(やること)
A. 本文では、PEFCの運転中にカソードへ送られるのは何ですか。
B. 次の(i)〜(iii)が本文と合っているかを「はい」か「いいえ」で答え、決め手となる本文の言葉をそのまま引いてください。
(i) アノードに送られた水素は、触媒の上でプロトンと電子に分かれる。
(ii) 電子は電解質膜を通ってカソード触媒層に届く。
(iii) 水はアノード触媒層で生まれる。

(本文)
□ □ □ □ □ □ □
PEFCの運転時には、アノードに水素含有ガス(以下、「水素」という。)が、カソードに酸素含有ガス(以下、「酸素」という。)が、それぞれ供給される。アノードへと供給された水素は、アノードの触媒層(以下、「アノード触媒層」ということがある。)に含まれる触媒上でプロトンと電子へ分離し、水素から生じたプロトンは、アノード触媒層及び電解質膜を通ってカソードの触媒層(以下、「カソード触媒層」ということがある。)へと達する。一方、電子は、外部回路を通ってカソード触媒層へと達し、PEFCでは、かかる過程を経ることにより、電気エネルギーを取り出すことが可能になる。そして、カソード触媒層へと達したプロトン及び電子と、カソード触媒層へと供給される酸素とが、カソード触媒層に含まれる触媒上で反応することにより、水が生成される。
このように、PEFCから電気エネルギーを取り出すには、アノード触媒層に含まれる触媒上へ水素が供給され、当該触媒上における電気化学反応により生じたプロトンがカソード触媒層に含まれる触媒上へと移動し、カソード触媒層に含まれる触媒上へと供給された酸素とプロトン及び電子とが反応する必要がある。したがって、PEFCの発電性能を向上させるためには、水素又は酸素と、触媒と、プロトン伝導性物質との界面(以下、「三相界面」という。)を増加させることが重要であり、当該三相界面における触媒の表面積(以下、「三相界面」又は「三相界面の表面積」ということがある。)を増加させることが重要である。
□ □ □ □ □ □ □
(行の一覧)
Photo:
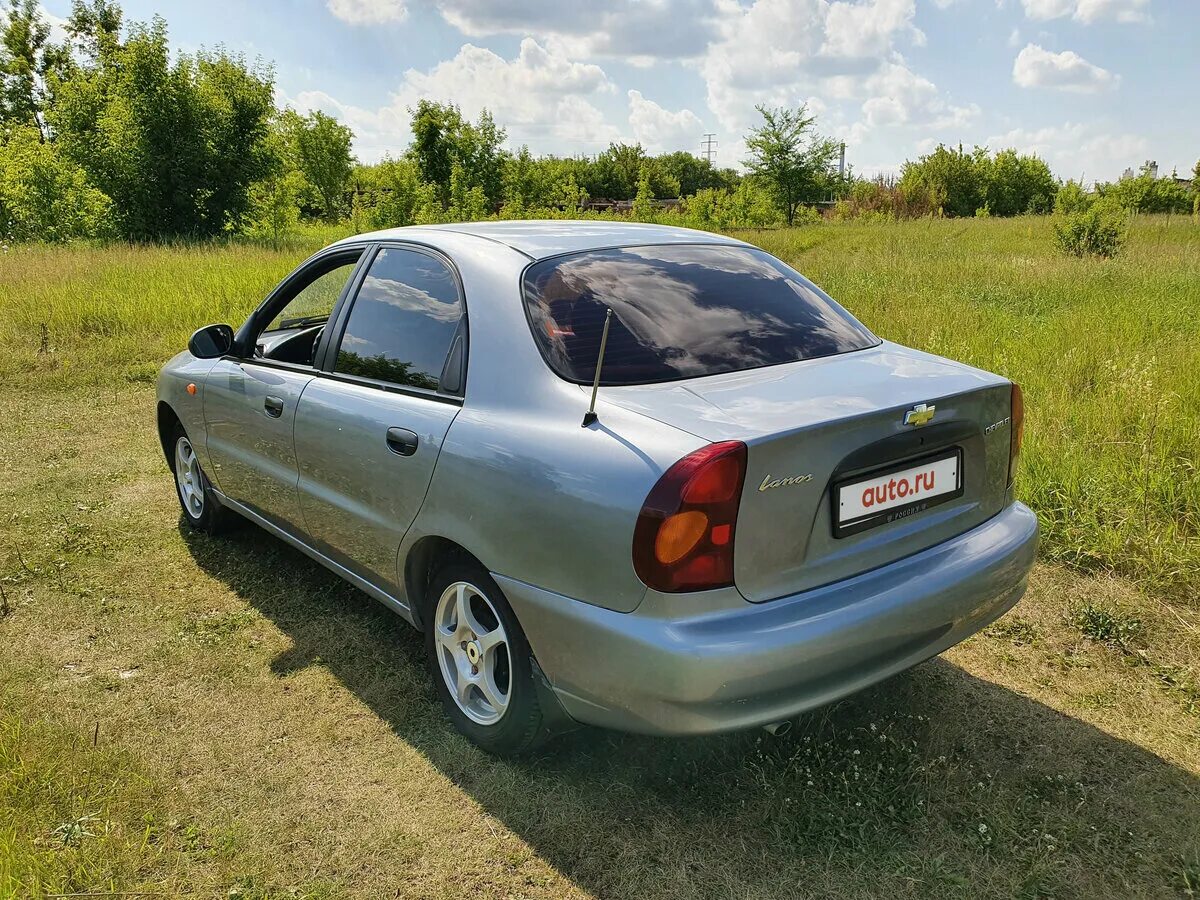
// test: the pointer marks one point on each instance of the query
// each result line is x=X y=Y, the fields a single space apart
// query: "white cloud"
□ □ □ □ □ □ □
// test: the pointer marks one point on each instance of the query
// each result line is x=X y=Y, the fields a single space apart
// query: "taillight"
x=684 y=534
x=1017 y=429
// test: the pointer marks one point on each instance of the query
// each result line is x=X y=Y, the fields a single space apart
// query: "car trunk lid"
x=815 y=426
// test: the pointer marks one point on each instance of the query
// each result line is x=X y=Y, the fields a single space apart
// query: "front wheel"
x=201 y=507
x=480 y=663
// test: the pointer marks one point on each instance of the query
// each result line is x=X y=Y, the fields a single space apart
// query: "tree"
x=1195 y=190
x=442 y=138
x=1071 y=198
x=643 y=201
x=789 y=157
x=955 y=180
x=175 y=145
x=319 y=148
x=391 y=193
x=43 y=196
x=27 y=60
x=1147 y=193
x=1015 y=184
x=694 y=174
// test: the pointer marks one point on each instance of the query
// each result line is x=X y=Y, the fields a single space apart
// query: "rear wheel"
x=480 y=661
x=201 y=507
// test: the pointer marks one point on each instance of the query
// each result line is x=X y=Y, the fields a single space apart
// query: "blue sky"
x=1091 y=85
□ □ □ □ □ □ □
(答え)
A. 酸素含有ガスです。

B.
(i) はい。「触媒上でプロトンと電子へ分離し」
(ii) いいえ。「電子は、外部回路を通ってカソード触媒層へと達し」
(iii) いいえ。「カソード触媒層に含まれる触媒上で反応することにより、水が生成される」